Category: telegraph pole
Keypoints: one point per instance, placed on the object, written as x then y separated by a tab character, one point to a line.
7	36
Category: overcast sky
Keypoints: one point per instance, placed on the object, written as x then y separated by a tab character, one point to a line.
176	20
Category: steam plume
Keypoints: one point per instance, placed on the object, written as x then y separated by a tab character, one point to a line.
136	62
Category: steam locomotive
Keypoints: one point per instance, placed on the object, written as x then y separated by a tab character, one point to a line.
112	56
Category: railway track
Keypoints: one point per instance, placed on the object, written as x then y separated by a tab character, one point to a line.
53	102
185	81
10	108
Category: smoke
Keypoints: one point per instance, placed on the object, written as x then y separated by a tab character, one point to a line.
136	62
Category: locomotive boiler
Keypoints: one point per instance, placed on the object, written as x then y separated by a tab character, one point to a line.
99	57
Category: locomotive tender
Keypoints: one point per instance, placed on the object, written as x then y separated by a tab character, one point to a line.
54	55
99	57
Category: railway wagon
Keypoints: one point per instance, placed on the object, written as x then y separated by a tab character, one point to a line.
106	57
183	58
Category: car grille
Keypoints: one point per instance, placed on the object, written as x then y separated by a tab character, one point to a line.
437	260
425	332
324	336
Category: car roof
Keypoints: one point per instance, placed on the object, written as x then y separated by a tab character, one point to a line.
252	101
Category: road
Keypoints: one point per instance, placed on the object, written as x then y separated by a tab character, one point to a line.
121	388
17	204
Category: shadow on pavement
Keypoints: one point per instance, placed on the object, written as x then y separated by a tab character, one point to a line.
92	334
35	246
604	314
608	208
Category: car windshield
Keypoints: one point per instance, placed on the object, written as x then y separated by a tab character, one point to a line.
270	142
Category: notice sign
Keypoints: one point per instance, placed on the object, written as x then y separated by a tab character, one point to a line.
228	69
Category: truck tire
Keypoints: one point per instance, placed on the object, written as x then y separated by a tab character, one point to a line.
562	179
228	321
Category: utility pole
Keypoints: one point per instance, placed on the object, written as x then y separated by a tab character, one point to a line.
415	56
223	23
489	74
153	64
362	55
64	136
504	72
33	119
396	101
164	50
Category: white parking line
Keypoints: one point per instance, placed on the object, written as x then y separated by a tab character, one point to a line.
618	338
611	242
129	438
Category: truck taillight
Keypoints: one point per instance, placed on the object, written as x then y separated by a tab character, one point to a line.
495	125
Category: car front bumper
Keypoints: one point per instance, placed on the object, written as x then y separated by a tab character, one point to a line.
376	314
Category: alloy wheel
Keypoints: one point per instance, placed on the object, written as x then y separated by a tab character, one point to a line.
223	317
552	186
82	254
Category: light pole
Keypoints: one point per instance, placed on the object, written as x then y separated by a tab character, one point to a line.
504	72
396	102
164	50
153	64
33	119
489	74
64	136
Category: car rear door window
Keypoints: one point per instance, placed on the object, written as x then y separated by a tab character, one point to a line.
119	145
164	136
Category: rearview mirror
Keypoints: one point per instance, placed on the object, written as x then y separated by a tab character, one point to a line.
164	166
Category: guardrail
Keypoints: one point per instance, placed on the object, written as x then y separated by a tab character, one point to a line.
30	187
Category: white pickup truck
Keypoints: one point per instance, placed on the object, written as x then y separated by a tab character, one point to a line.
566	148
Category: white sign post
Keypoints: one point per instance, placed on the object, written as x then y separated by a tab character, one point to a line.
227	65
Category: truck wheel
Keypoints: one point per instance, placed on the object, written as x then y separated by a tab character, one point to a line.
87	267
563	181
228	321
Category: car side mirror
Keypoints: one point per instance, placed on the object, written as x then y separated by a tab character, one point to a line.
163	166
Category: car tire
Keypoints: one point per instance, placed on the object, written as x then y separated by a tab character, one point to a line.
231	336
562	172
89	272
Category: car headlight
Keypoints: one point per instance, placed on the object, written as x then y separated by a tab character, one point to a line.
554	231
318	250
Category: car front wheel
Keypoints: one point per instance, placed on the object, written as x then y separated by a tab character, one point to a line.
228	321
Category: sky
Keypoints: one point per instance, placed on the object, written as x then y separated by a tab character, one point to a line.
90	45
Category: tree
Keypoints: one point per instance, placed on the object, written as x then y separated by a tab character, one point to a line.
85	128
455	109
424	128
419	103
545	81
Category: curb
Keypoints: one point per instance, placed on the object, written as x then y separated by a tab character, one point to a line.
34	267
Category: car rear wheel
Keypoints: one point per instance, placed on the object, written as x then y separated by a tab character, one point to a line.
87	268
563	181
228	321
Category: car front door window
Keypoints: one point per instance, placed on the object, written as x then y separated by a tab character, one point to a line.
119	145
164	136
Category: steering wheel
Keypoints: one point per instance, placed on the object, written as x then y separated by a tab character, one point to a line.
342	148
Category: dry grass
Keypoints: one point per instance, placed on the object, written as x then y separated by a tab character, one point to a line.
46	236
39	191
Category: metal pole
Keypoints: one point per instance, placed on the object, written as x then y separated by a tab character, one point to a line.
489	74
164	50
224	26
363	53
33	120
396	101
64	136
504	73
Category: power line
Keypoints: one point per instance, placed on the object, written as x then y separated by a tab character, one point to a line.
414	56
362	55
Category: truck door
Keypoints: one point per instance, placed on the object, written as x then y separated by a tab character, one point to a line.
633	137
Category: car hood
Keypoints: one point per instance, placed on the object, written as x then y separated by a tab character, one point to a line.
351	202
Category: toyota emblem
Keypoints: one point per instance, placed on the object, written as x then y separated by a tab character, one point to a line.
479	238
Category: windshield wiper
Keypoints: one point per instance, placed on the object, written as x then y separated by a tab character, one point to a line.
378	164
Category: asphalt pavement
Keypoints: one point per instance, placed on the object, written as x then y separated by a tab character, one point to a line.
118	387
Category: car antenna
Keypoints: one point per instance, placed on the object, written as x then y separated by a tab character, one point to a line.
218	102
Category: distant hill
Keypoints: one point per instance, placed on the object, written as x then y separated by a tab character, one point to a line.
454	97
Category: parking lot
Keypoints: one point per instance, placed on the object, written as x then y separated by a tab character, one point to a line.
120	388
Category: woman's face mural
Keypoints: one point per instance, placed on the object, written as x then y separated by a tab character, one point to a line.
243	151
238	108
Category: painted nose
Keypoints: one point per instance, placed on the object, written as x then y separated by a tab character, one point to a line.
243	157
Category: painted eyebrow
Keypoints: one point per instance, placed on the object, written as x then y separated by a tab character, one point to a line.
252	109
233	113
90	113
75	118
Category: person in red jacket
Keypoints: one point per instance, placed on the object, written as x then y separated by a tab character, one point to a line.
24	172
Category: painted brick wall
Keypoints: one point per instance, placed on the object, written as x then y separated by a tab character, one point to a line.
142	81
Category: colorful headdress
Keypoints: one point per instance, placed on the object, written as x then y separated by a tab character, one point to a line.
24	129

# Problem details
Copy out all of the data exactly, leaving nothing out.

# Task solution
Category: telegraph pole
Keypoints: one point per instance, placed on the object, written as x then y separated by a tab character, one point to a line.
7	36
Category: overcast sky
Keypoints: one point per instance, placed on the object, written as x then y separated by a tab character, one point to a line.
176	20
Category: steam plume
Keypoints: one point per instance, placed on the object, written as x then y separated by a tab character, one point to a line.
136	62
Category: steam locomotive
Keypoints: one point per instance, placed on the object, written as x then y separated by a tab character, one point to a line.
112	56
Category: railway track
Keypoints: one point per instance, placed on the object, written as x then y separated by a tab character, one point to a line.
53	102
185	81
10	108
Category: smoke
Keypoints: one point per instance, placed on the object, written as x then y separated by a tab character, one point to a line.
136	62
Category: locomotive boiler
Keypoints: one point per instance, placed on the object, written as x then y separated by a tab character, one point to a line.
99	57
Category: locomotive tender
Keypoints: one point per instance, placed on the object, written as x then y separated by a tab character, one point to a line.
54	55
99	57
Category: railway wagon
Keypoints: one point per instance, placed on the object, written as x then y separated by a tab character, one point to a line.
106	57
183	58
Category: car grille
Keypoints: one point per instance, placed on the object, written as x then y separated by a tab character, one point to a line.
437	260
425	332
324	336
Category: car roof
Keypoints: one point per instance, placed on the object, written as x then y separated by a tab character, one point to a line.
252	101
Category: road
Keypoints: one point per instance, placed on the object, written as x then y separated by a tab character, one point to a line.
121	388
17	204
Category: shadow on pavement
Keypoints: one point per instance, placed on the object, written as x then y separated by a tab character, one point to a line.
92	334
35	246
604	314
608	208
Category: car windshield
Keypoints: one point per instance, placed on the object, written as x then y separated by a tab character, one point to a line.
270	142
Category: notice sign
Keypoints: one point per instance, placed on the object, written as x then y separated by a tab character, one point to a line.
228	69
Category: truck tire
Keypoints: one point per instance, placed on the object, written as x then y separated by a tab character, one point to a line.
562	179
228	321
Category: utility pole
Keypoints: one point per instance, placed on the object, written as x then y separated by a tab character, one point to a line.
415	56
223	23
489	74
153	64
362	55
64	136
504	72
33	119
396	101
164	50
Category: white parking line
Keypoints: one point per instance, placed on the object, written as x then y separated by a tab character, one point to a line.
618	338
611	242
129	438
Category: truck taillight
Keypoints: one point per instance, placed on the object, written as x then y separated by a tab character, one point to a line.
495	125
Category: car front bumper
Keypoints: one point per instance, placed on the object, written as x then y separated by a tab character, one point to a line.
376	314
Category: alloy wheel
Keypoints: one point per instance, placed on the object, written as x then y separated by a tab character, one point to a line.
223	317
552	186
82	254
Category: light pole
Keypoints: one point per instance, placed on the object, written as x then y separated by a tab character, one point to a line.
504	72
396	102
164	50
153	64
33	119
489	74
64	136
Category: car rear door window
Keypoints: one point per instance, placed on the object, written as x then y separated by a tab character, one point to a line.
119	145
164	136
Category: rearview mirror
Keypoints: one point per instance, placed on the object, written as x then y separated by a tab character, one point to a line.
164	166
Category: guardrail
Keypoints: one point per instance, placed on the object, written as x then y separated by a tab character, one point to a line.
30	187
Category: white pickup truck
Keypoints: one point per instance, placed on the object, written as x then y separated by a tab character, one point to a line.
566	148
Category: white sign post
Keypoints: one point per instance, placed on the object, written as x then y separated by a tab character, one point to a line.
227	65
Category: truck wheel
Keypoints: one point per instance, placed on the object, written as x then y separated by a tab character, one point to a line.
87	267
563	181
228	321
Category: car side mirror
Keypoints: one point per instance, placed on the object, written as x then y separated by a tab character, one point to a line.
163	166
Category: car tire
Keypoints: one point per instance, placed on the object, written as x then y separated by a tab character, one point to a line.
231	336
562	172
89	272
Category: car headlight
Keypoints: one point per instance, placed on the object, written as x then y separated by a tab character, one point to a line.
554	231
318	250
Category: car front wheel
Keypoints: one point per instance, placed on the object, written as x then y separated by a tab character, one point to a line.
228	321
Category: sky
Keypoints: one point per instance, placed on the object, written as x then y separated by a tab character, one point to a line.
90	45
Category: tree
Keypoints: one point per instance, placed on the object, written as x then y separated by a tab character, one point to a line.
85	128
455	109
424	128
419	103
545	81
Category: curb
Keypoints: one point per instance, placed on the object, written as x then y separated by a tab character, one point to a line.
34	267
Category: car rear wheel
Keypoints: one point per instance, placed on the object, written as x then y separated by a tab character, one point to a line.
87	268
563	181
228	321
Category: car front door window
Keypoints: one point per instance, placed on the object, written as x then y separated by a tab character, one point to a line.
119	145
164	136
Category: steering wheel
Keypoints: one point per instance, placed on the object, written as x then y separated by a tab character, one point to a line.
342	148
Category: dry grass
Keypoints: one point per instance, placed on the object, written as x then y separated by a tab character, one point to a line.
46	236
39	191
Category: metal pole
Keypoints: one point per instance, placed on the object, written as x then y separated by a tab character, one point to a line.
489	74
164	50
224	26
363	53
33	120
396	101
64	136
504	73
Category: power line
Keypoints: one point per instance, placed on the object, written as x then y separated by a tab character, one point to a line.
414	56
362	55
Category: truck door
Keypoints: one point per instance, placed on the object, written as x then y separated by a tab character, one point to a line.
633	137
Category: car hood
Keypoints: one point per instance, placed on the object, written as x then y separated by a tab character, one point to a line.
351	202
Category: toyota emblem
Keypoints: one point per instance, placed on the object, written as x then y separated by a tab character, one point to a line.
479	238
Category: windshield wiper
Keypoints: one point per instance, placed on the object, written as x then y separated by a tab character, one point to a line.
378	164
Category: asphalt pavement
Keypoints: one point per instance, placed on the object, written as x then y separated by a tab character, one point to a line.
118	387
Category: car antenna
Keypoints: one point per instance, placed on the object, written as x then y separated by a tab character, one point to a line.
218	102
Category: distant hill
Keypoints: one point per instance, placed on the object, written as x then y separated by a tab character, one point to a line.
454	97
Category: parking lot
Keypoints: one point per instance, placed on the object, written as x then y separated by a tab character, one point to a line.
120	388
Category: woman's face mural
Keypoints: one point per instance, placed on the object, written as x then y separated by a tab character, one point to a line.
243	151
238	108
Category: painted nose
Keypoints: one point per instance, placed on the object, written as x then y separated by a tab character, one point to a line.
243	157
Category: painted eyebrow
Keypoints: one point per instance, placed on the object, written as x then y separated by a tab character, one point to a line.
252	109
233	113
90	113
75	118
Category: person in red jacket
Keypoints: one point per instance, placed on the object, written as x then y separated by a tab character, one point to a line.
24	172
Category: painted brick wall
Keypoints: one point per instance, placed on the object, written as x then y separated by a tab character, one point to a line.
142	81
Category: colorful headdress
Keypoints: one point per instance, placed on the object, written as x then y separated by a tab character, one point to a line.
24	129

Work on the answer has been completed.